Assignment - Write out the data exactly from its first line onward, ending with the line in which "Where can the arm" appears.

Provided material -
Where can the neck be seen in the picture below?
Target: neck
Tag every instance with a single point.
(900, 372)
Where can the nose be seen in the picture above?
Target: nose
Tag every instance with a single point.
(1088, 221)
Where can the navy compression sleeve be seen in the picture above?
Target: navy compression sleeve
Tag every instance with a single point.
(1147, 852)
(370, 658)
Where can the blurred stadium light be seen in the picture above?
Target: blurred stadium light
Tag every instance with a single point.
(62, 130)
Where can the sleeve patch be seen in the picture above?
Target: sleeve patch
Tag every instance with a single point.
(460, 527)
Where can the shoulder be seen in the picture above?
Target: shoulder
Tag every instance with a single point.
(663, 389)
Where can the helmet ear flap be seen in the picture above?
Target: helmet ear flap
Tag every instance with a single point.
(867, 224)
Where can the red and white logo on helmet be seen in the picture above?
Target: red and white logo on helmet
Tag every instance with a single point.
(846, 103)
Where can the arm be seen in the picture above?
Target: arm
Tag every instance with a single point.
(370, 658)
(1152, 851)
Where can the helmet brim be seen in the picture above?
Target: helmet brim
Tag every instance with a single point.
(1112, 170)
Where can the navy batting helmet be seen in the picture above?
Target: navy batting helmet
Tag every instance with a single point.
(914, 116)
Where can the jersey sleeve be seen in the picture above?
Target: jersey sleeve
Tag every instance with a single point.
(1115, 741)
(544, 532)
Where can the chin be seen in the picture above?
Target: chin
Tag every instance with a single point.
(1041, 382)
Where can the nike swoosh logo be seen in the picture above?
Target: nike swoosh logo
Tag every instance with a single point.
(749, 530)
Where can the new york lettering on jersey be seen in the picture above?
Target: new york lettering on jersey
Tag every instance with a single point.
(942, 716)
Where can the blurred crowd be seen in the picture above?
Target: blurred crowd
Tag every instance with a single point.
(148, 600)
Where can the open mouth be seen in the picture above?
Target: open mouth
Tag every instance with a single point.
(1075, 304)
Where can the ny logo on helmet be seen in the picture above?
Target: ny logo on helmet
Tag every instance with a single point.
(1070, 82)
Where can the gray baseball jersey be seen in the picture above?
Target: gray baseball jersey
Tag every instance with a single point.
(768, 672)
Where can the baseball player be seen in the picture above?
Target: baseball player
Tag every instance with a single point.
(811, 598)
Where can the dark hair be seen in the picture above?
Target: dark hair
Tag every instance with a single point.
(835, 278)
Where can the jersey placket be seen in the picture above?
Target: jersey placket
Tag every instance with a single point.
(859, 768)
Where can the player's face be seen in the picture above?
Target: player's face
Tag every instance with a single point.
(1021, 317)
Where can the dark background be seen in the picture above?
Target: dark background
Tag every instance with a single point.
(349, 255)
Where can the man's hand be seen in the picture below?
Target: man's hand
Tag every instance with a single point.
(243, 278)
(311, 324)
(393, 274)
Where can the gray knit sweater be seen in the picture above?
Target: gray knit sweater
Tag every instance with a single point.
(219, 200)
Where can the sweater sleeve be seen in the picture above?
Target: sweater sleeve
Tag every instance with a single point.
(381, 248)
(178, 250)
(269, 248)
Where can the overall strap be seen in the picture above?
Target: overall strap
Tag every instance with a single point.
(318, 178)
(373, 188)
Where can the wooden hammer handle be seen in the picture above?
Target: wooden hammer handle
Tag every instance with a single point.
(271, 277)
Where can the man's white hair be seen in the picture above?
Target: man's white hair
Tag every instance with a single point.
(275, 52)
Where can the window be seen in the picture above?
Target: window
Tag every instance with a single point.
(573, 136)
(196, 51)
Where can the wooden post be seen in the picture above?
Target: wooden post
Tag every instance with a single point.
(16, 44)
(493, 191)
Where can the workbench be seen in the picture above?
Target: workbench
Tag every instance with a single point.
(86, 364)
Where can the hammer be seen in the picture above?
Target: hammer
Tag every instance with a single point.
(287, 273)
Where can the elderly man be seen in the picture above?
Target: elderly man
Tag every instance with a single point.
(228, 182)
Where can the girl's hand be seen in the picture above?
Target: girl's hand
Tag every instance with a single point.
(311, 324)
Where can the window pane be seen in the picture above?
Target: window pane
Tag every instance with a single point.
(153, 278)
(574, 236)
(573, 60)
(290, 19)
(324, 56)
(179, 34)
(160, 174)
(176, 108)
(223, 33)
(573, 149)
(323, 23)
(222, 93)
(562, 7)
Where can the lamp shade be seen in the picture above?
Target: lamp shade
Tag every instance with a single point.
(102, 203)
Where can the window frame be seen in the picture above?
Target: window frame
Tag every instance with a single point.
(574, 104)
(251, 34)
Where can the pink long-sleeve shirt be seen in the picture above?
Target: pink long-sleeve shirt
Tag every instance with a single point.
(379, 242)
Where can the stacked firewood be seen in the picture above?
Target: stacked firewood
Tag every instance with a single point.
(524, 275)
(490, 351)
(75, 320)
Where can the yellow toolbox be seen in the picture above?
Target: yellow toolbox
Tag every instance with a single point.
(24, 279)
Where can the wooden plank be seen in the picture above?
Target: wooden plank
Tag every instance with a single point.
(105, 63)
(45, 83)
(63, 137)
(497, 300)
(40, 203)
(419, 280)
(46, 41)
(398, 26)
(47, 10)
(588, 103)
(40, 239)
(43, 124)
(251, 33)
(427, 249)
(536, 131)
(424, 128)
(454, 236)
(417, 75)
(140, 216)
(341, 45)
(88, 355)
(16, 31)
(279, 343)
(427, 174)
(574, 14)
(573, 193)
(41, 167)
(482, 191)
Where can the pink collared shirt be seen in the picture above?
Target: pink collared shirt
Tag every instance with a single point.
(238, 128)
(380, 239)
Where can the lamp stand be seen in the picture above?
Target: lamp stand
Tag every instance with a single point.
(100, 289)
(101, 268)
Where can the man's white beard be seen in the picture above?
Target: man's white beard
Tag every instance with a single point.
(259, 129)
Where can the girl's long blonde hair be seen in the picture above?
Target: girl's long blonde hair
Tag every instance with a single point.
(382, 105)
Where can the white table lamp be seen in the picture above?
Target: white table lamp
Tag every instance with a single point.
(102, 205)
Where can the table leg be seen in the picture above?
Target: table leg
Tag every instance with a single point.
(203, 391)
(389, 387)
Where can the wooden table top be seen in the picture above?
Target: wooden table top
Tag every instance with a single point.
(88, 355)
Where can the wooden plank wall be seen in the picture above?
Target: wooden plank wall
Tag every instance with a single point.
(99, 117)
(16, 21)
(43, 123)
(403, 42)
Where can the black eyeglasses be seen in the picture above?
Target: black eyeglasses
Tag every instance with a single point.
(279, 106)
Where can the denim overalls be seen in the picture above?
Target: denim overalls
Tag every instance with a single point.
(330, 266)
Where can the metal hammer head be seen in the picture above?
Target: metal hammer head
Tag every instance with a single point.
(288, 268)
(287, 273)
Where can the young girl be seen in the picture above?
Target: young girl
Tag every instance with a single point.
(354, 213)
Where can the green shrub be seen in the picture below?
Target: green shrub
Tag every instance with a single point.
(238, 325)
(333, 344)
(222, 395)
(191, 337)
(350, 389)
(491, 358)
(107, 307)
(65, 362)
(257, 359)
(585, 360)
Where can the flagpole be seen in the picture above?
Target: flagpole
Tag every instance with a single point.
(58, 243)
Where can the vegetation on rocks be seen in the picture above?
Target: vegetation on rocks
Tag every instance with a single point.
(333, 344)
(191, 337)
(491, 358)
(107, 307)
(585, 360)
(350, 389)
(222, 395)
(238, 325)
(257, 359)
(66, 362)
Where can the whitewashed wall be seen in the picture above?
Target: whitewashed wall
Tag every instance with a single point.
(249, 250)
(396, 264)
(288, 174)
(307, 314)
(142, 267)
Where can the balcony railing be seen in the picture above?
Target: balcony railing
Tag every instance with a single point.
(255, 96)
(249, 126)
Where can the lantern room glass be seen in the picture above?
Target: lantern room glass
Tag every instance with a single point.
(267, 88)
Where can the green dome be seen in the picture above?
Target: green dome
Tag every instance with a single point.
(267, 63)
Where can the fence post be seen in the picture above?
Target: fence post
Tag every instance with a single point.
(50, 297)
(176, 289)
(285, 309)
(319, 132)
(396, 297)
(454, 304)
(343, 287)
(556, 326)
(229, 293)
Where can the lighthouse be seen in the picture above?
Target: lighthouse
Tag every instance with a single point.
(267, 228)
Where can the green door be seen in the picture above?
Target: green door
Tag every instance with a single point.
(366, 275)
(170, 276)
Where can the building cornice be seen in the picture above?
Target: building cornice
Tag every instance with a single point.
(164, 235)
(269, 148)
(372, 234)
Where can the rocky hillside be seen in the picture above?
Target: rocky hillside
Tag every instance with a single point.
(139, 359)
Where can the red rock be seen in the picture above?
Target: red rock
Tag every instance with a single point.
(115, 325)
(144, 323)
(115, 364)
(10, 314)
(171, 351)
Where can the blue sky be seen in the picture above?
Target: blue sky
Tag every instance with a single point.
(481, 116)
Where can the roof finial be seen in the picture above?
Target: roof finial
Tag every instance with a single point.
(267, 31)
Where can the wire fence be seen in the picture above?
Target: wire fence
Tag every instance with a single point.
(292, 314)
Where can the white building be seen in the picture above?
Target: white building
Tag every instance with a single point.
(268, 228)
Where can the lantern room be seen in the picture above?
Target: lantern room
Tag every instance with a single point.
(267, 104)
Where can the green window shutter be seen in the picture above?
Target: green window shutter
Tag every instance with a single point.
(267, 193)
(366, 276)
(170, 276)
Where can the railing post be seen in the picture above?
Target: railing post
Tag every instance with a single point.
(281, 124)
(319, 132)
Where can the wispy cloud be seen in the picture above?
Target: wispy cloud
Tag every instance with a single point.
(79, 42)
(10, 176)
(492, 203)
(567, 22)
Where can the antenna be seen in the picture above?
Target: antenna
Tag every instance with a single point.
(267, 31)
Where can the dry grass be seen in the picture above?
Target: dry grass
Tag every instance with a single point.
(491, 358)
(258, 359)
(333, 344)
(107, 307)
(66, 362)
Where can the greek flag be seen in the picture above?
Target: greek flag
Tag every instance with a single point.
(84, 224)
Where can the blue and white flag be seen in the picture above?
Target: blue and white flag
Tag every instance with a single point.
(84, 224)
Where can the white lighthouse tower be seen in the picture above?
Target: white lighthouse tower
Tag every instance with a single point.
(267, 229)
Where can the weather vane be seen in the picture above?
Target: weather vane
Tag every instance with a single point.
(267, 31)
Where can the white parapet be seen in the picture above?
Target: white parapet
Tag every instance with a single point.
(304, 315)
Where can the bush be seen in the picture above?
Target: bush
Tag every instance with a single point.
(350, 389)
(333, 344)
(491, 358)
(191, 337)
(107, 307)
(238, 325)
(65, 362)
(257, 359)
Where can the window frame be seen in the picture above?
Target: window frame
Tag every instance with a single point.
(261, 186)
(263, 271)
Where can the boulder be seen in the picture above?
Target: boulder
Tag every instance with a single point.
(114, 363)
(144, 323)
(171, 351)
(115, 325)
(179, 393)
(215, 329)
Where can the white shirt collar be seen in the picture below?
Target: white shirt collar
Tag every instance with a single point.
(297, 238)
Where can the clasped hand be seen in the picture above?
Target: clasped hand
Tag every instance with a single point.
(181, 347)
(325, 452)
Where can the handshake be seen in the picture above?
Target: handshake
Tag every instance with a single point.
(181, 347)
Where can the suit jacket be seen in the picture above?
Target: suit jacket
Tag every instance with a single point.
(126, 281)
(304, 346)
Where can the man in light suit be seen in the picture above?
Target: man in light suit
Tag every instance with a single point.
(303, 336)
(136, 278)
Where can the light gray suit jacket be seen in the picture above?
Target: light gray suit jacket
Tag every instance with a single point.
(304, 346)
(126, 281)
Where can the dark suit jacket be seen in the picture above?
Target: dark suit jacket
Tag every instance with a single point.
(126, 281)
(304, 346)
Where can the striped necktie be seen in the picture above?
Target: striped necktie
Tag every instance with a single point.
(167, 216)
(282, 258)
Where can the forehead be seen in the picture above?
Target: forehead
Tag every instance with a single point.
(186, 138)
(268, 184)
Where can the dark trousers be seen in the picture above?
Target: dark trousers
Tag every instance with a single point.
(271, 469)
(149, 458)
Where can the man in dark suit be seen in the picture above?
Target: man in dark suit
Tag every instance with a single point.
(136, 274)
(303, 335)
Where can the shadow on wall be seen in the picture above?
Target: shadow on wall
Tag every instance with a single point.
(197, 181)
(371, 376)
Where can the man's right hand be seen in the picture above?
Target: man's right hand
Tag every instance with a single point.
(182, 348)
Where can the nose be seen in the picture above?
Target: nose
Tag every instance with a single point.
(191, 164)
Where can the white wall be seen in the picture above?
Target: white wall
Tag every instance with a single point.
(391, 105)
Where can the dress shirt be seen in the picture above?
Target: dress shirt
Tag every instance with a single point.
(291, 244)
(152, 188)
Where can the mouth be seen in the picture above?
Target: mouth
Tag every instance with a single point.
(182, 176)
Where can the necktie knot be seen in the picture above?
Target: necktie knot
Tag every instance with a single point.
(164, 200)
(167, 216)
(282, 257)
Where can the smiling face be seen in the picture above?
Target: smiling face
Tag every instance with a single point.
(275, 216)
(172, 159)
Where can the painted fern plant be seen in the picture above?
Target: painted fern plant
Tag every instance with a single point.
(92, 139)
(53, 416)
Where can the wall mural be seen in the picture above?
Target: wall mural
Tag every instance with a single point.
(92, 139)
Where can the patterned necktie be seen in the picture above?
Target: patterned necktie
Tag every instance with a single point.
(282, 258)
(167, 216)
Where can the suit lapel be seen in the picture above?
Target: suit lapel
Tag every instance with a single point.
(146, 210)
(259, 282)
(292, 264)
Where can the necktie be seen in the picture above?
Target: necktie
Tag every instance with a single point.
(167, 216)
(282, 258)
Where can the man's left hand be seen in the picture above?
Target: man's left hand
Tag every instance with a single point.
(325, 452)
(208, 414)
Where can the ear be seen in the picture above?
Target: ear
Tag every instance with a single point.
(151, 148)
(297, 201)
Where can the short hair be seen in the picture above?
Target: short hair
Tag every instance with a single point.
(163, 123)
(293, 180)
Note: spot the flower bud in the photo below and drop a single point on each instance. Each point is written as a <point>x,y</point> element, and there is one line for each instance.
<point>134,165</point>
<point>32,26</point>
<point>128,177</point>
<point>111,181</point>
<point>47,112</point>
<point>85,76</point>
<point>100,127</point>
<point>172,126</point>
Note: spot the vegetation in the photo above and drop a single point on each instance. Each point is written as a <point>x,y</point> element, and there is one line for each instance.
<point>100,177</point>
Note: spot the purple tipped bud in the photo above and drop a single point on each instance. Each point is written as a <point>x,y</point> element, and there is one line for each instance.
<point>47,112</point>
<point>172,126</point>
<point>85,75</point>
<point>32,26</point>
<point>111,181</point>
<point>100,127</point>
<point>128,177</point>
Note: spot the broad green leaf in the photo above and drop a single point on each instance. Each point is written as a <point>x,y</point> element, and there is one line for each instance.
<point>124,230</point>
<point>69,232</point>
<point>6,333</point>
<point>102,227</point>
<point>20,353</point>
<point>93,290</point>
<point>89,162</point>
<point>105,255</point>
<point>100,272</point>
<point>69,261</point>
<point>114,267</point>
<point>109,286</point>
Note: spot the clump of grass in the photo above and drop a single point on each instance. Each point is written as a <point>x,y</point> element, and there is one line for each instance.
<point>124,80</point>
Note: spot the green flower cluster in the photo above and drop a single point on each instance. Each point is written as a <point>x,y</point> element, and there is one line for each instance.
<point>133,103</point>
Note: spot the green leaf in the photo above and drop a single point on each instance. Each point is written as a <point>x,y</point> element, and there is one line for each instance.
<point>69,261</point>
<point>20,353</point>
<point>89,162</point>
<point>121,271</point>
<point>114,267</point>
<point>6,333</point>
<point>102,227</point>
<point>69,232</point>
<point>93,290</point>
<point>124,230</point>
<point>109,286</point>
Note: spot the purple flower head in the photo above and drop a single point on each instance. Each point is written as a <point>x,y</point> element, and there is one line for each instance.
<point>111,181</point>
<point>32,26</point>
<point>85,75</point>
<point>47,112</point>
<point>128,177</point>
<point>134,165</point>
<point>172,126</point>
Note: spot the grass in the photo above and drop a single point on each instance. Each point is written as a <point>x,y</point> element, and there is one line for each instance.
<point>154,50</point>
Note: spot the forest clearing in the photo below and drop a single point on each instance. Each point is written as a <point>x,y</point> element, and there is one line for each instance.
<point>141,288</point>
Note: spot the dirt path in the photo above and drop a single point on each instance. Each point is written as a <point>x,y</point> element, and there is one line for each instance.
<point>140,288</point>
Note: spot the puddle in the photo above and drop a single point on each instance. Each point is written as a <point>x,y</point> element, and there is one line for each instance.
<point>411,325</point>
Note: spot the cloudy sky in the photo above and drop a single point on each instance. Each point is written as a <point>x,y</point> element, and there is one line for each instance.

Answer to this exercise -
Where can the neck be seen in the picture below?
Target: neck
Tag every instance with a single point.
(900, 372)
Where can the nose be seen in the picture above?
Target: nose
Tag every instance with a single point.
(1088, 221)
Where can the navy compression sleeve be seen in the picture above?
Target: navy compression sleeve
Tag every instance with a single point.
(1147, 852)
(370, 658)
Where can the blurred stadium light be seen in the picture above?
Target: blurred stadium light
Tag every instance with a single point.
(62, 130)
Where can the sleeve patch be seen in the picture above?
Target: sleeve patch
Tag every instance with a single point.
(460, 527)
Where can the shoulder be seen in the picture above?
Target: shoulder
Tag every instance with a single point.
(663, 389)
Where can the helmet ear flap be seen in the picture above?
Target: helmet ear flap
Tag every instance with a single point.
(867, 224)
Where can the red and white logo on helmet be seen in the picture above?
Target: red and white logo on helmet
Tag every instance with a single point.
(846, 103)
Where can the arm be seen in the picture above?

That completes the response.